Start of Dataset
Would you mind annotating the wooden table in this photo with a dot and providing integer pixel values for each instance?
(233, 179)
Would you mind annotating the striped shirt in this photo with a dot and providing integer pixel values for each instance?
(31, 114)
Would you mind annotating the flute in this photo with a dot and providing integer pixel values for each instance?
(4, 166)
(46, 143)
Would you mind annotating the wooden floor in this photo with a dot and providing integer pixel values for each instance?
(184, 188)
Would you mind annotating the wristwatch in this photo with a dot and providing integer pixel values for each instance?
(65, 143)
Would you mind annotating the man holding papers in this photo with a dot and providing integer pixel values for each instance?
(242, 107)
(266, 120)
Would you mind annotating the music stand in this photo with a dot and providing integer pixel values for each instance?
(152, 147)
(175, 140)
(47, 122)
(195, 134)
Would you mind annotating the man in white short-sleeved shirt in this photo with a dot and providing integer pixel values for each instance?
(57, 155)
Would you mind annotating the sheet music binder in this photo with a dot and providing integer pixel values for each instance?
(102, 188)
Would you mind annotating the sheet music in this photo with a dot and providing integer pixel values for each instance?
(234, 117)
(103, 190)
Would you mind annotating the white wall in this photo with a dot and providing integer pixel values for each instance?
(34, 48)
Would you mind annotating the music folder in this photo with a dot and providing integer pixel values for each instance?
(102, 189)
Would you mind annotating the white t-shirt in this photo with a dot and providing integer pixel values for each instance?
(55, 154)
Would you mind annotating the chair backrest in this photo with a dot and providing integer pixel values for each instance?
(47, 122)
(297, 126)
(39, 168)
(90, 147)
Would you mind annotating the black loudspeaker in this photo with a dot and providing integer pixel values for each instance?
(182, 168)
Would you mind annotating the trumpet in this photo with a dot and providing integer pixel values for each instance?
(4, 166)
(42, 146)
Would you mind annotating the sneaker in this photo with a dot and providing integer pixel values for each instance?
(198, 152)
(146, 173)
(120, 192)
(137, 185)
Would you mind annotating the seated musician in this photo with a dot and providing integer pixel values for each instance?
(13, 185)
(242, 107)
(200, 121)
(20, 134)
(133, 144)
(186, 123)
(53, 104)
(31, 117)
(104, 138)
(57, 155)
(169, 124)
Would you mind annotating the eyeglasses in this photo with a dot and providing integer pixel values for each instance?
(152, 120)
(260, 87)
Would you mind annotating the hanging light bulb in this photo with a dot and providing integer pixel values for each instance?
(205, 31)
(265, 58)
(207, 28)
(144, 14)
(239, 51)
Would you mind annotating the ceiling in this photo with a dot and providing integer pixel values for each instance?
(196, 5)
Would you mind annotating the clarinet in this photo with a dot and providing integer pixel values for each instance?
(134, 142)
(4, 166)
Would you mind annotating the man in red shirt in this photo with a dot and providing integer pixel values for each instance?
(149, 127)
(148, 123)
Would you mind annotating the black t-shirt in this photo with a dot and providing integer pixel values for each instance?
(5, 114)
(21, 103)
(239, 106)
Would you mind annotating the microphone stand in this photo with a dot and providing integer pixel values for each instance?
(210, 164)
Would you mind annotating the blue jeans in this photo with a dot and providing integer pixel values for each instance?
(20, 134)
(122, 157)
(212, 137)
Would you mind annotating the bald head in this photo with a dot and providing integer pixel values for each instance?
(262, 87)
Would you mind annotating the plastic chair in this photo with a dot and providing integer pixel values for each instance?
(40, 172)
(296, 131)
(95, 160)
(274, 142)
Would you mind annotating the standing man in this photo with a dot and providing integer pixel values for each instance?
End of Dataset
Print the complete listing again, exactly as it stands.

Would you mind annotating the wooden table in this photo with a dot and providing integer pixel values for each instance?
(233, 179)
Would you mind annotating the striped shirt in this photo with a dot and providing integer pixel values for each instance?
(31, 114)
Would you mind annotating the flute in this photo with a dot and providing integer pixel values for each instance?
(4, 166)
(46, 143)
Would you mind annotating the wooden floor in this photo with a dot and providing integer pixel values for each instance?
(184, 188)
Would you mind annotating the wristwatch in this photo with a dot and providing integer pixel values for each instance?
(65, 143)
Would you mind annotating the man holding papers in this photo with a dot and providing integer pixel values for each instance?
(242, 107)
(266, 120)
Would you mind annotating the music stand in this photo with a dot and providing integer pixel values for each instance?
(152, 147)
(175, 140)
(47, 122)
(195, 134)
Would you mind annotating the man in white short-sleeved shirt in this photo with a dot and providing integer pixel values for each instance?
(57, 155)
Would you mind annotating the sheet music binder in this photo with a dot and providing integer pixel values for each instance?
(102, 188)
Would you mind annotating the sheet music in this photo with a dot and providing integer pixel values for each instance?
(234, 117)
(103, 190)
Would you mind annotating the white wall in this photo with a dot and providing integer pixel values for each instance?
(34, 48)
Would you mind annotating the music folder in this photo with a dot and providing integer pixel values for each instance?
(102, 189)
Would you mind annotating the white t-shirt in this photo with a dot and providing integer pixel values for each instance?
(55, 154)
Would you mind annotating the chair backrest in this photo with a dot and providing integer pixel values for each instance?
(47, 122)
(297, 126)
(39, 168)
(90, 147)
Would you mind annotating the black loudspeaker in this photo with a dot and providing integer pixel values for each instance?
(182, 168)
Would you mind annotating the trumpet in this photo with a dot and providing integer pixel values for each instance?
(4, 166)
(42, 146)
Would you mind annotating the sneaker in this photo with a dot and providing integer pixel values for each instance?
(198, 152)
(146, 173)
(120, 192)
(137, 185)
Would you mind annotating the seated musician in this photo with a dot and providing integer pixel values for each instance?
(13, 185)
(242, 107)
(200, 121)
(20, 134)
(133, 144)
(186, 123)
(53, 104)
(31, 117)
(104, 138)
(57, 155)
(169, 124)
Would you mind annotating the eyeglasses in this photo with a dot and providing integer pixel values for each instance?
(152, 120)
(260, 87)
Would you mind annotating the hanging light bulb in this photo with a dot and providing integer pixel values for each instance?
(205, 31)
(265, 58)
(207, 28)
(144, 14)
(239, 51)
Would you mind annotating the ceiling in this photo with a dot and providing integer pixel values for each instance?
(196, 5)
Would you mind annotating the clarinet in this photo with a dot and providing integer pixel values for each instance?
(134, 142)
(4, 166)
Would you mind annotating the man in red shirt in this photo with a dot and providing integer pixel values for each instance?
(149, 127)
(148, 123)
Would you mind annotating the black t-shirt in this photo with a dot and providing integer pixel values for each instance?
(5, 114)
(21, 103)
(239, 106)
Would you mind annotating the microphone stand in this photo with a dot and providing integer pixel values for each instance?
(210, 164)
Would you mind annotating the blue jeans in this photo with a dot and providing integer pixel values for each instance?
(20, 134)
(122, 157)
(212, 137)
Would you mind annotating the bald head in this photo with a dot and providing integer pixel values for each instance?
(262, 87)
Would you mind annotating the plastic chair in this photo with a dot and providing integer pixel values for each instance?
(40, 172)
(296, 131)
(95, 160)
(274, 142)
Would you mind annotating the standing man in this photo with a dot and providing integer pixel values for each instance?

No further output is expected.